- Text -

MIAMI (AP) — With the coronavirus keeping Americans at home during the summer, countries south of the U.S. border are bracing for an economic reckoning from a decline in tourism.
Anew repor t Wednesday by the Inter-American Development Bank estimates that some of the most tourism-dependent economies in Latin America and the Caribbean could shrink by as much as 19% as a result of fewer cruise ships, business travelers and student backpackers traveling to the region.
The Caribbean destinations of Aruba, Antigua and Barbuda, the Bahamas, St. Lucia and Dominica are among the top 10 tourism-dependent countries in the world. Even larger, more diversified economies depend on tourism for jobs and hard currency earnings. For example, tourism accounted for about 16% of Mexico’s economic output between 2014 and 2018, according to the IDB.
The expected economic shock is unprecedented. While tourism arrivals to the region contracted by as much as about 4% during the global financial crisis, the near-complete shutdown of both air travel and cruise ship activity beginning in March from the global pandemic could lead to declines of anywhere from 40% to 70%, according to the report.
“The COVID-19 shock to tourism in Latin America and the Caribbean represents an unprecedented extreme outlier event,” conclude the report’s authors. “Government interventions to support the sector and their citizens must be equally unparalleled.”

(Natural-language object grounding data)
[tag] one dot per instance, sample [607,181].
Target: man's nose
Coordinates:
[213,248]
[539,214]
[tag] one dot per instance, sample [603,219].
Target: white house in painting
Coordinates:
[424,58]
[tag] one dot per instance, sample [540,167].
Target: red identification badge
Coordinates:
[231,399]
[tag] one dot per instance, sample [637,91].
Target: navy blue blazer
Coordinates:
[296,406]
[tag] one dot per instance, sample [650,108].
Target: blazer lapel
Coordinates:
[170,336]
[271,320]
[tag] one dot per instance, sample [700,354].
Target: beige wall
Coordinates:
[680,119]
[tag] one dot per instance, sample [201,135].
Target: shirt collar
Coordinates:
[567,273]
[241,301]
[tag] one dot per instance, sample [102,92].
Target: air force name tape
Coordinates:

- Exercise requirements -
**A.** Which Caribbean destinations does the tourism article name among the world's top 10 tourism-dependent countries?
**B.** Return the part of the tourism article that starts with the words containing "The Caribbean destinations" and ends with "to the IDB.".

- Task-by-task outputs -
**A.** Aruba, Antigua and Barbuda, the Bahamas, St. Lucia, Dominica

**B.**
The Caribbean destinations of Aruba, Antigua and Barbuda, the Bahamas, St. Lucia and Dominica are among the top 10 tourism-dependent countries in the world. Even larger, more diversified economies depend on tourism for jobs and hard currency earnings. For example, tourism accounted for about 16% of Mexico’s economic output between 2014 and 2018, according to the IDB.